- **WHAT IS NEEDED**: Rewrite the rows below with "trousers" changed to "pants" and every other word kept as it is.
start EXTRACTED ENTRIES
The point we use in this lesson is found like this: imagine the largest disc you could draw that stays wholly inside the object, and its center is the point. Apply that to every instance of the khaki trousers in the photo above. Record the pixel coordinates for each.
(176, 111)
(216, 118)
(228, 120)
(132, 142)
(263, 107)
end EXTRACTED ENTRIES
- **EXPECTED ANSWER**:
The point we use in this lesson is found like this: imagine the largest disc you could draw that stays wholly inside the object, and its center is the point. Apply that to every instance of the khaki pants in the photo above. Record the pixel coordinates for each.
(176, 111)
(216, 118)
(228, 120)
(132, 142)
(263, 107)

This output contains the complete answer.